**What is needed:** Your output should be the entries below, exact in every detail.

**Supplied records:**
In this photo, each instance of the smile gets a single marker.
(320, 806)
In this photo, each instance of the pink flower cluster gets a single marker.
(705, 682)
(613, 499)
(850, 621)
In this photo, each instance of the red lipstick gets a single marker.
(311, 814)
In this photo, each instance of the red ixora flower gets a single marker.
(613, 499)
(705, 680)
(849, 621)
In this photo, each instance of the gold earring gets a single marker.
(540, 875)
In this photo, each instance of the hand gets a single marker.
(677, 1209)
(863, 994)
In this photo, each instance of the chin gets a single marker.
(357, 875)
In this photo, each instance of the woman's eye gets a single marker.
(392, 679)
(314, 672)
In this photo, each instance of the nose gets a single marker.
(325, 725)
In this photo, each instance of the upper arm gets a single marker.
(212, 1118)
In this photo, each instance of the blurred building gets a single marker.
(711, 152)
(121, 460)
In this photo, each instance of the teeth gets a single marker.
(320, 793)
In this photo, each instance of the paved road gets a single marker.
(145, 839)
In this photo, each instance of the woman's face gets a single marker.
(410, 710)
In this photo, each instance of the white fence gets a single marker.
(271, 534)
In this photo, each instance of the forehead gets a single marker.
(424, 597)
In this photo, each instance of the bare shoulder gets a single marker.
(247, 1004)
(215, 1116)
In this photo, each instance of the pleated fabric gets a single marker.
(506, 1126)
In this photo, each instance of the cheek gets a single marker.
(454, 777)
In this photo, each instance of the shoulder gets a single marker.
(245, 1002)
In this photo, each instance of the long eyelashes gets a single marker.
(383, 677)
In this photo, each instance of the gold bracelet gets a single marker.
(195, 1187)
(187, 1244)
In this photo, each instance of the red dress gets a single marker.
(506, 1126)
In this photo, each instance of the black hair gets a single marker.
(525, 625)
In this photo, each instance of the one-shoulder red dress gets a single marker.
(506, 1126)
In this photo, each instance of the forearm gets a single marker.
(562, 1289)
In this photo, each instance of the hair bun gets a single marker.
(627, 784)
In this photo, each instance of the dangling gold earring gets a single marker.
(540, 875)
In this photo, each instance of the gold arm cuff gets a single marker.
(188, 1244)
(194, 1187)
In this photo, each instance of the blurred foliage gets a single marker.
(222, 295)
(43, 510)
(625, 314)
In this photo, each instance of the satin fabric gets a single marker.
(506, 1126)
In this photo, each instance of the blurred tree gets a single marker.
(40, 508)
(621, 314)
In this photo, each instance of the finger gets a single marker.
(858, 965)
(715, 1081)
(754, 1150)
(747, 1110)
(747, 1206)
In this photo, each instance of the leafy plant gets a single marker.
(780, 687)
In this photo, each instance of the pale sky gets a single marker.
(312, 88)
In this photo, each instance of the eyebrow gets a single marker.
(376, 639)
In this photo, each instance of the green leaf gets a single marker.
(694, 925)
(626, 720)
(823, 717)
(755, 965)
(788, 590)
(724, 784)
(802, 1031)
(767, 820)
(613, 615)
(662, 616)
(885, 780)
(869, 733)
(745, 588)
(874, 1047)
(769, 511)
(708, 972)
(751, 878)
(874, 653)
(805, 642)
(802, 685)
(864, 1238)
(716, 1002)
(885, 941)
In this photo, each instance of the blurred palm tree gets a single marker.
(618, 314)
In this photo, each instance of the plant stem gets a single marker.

**Response:**
In this photo, each instance of the smile gets a single marker.
(320, 806)
In this photo, each instance of the pink flower cluster gets a single marker.
(705, 682)
(613, 499)
(850, 621)
In this photo, each instance of the red lipstick gets a single marker.
(311, 814)
In this photo, each instance of the red ixora flower gets a single marker.
(613, 499)
(705, 680)
(849, 621)
In this photo, each instance of the gold earring gets a single marker.
(540, 875)
In this photo, each instance of the hand gets a single marker.
(677, 1209)
(863, 994)
In this photo, each instance of the chin gets a single marker.
(357, 875)
In this photo, each instance of the woman's eye gets a single marker.
(392, 679)
(314, 672)
In this photo, each instance of the nose gets a single marker.
(325, 725)
In this photo, each instance of the upper arm gets a single marker.
(212, 1118)
In this photo, each instance of the blurred building gets a single marker.
(711, 152)
(121, 460)
In this photo, each instance of the teeth gets a single marker.
(320, 793)
In this photo, each instance of the paved road gets a single marker.
(145, 839)
In this photo, each instance of the woman's face gets a single marker.
(410, 710)
In this photo, each instance of the white fence gets a single marker.
(271, 534)
In this photo, each instance of the forehead gets a single marker.
(424, 597)
In this photo, each instance of the bare shoulder gets a single marker.
(247, 1004)
(215, 1116)
In this photo, each instance of the pleated fabric gets a single marker.
(506, 1126)
In this photo, each instance of the cheek gets a single marker.
(454, 777)
In this photo, each instance of the shoulder gets a single marker.
(245, 1002)
In this photo, each instance of the long eyelashes gets a single marker.
(383, 677)
In this photo, each instance of the gold bracelet gets a single marker.
(195, 1187)
(187, 1244)
In this photo, each instance of the red dress gets a single marker.
(506, 1126)
In this photo, each instance of the black hair gets a single marker.
(525, 625)
In this photo, each instance of the one-shoulder red dress gets a single marker.
(506, 1126)
In this photo, each instance of the forearm gets a single marker.
(562, 1289)
In this photo, each instance of the hair bun gets a single marker.
(627, 784)
In this photo, each instance of the dangling gold earring gets a single marker.
(540, 875)
In this photo, each instance of the gold arm cuff gets a single marker.
(188, 1244)
(194, 1187)
In this photo, each instance of the blurred foliage gets a single marker.
(222, 295)
(43, 510)
(625, 314)
In this photo, each instance of the satin fabric gets a single marker.
(506, 1126)
In this photo, each instance of the blurred tree gets a single marker.
(40, 508)
(621, 314)
In this photo, each instance of the finger gets a single marker.
(858, 965)
(715, 1081)
(754, 1150)
(747, 1110)
(747, 1206)
In this photo, each instance of the leafy plant gets a single marker.
(780, 687)
In this photo, each instance of the pale sky gets a single marker.
(312, 88)
In this photo, each instance of the eyebrow gets a single marker.
(376, 639)
In this photo, each instance of the green leaf gets a single marker.
(694, 925)
(626, 720)
(823, 717)
(755, 965)
(788, 590)
(724, 784)
(802, 1031)
(767, 820)
(613, 615)
(662, 616)
(885, 780)
(869, 733)
(745, 588)
(874, 1047)
(769, 511)
(708, 972)
(751, 878)
(874, 653)
(805, 642)
(802, 685)
(864, 1238)
(716, 1002)
(885, 941)
In this photo, each instance of the blurred palm tree gets a single marker.
(618, 314)
In this photo, each instance of the plant stem gets a single marker.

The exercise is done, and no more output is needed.